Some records
· · · ·

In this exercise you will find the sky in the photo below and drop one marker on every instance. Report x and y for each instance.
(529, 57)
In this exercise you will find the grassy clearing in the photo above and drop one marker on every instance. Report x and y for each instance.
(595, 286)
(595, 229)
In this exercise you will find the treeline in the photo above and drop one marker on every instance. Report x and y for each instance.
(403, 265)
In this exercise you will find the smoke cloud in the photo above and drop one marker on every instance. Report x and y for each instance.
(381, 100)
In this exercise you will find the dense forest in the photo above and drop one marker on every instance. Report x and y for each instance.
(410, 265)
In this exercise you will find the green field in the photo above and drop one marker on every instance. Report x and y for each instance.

· · · ·

What you need to do> Give back all of the records above, copying each line word for word with nothing changed.

Worked answer>
In this exercise you will find the sky in the photo below and drop one marker on every instance. Report x and y for each instance.
(529, 57)
In this exercise you will find the grassy clearing in the photo above and drop one marker on every instance. Report x and y for each instance.
(595, 286)
(595, 229)
In this exercise you will find the treeline in the photo above and drop one marker on every instance. Report x and y for each instance.
(403, 265)
In this exercise you will find the smoke cloud in the photo above and drop one marker on every instance. Report x and y for each instance.
(381, 100)
In this exercise you will find the dense forest in the photo above and drop one marker on every instance. Report x and y for each instance.
(410, 265)
In this exercise you will find the green field in the photo above and drop one marker on every instance. Report x and y for each instance.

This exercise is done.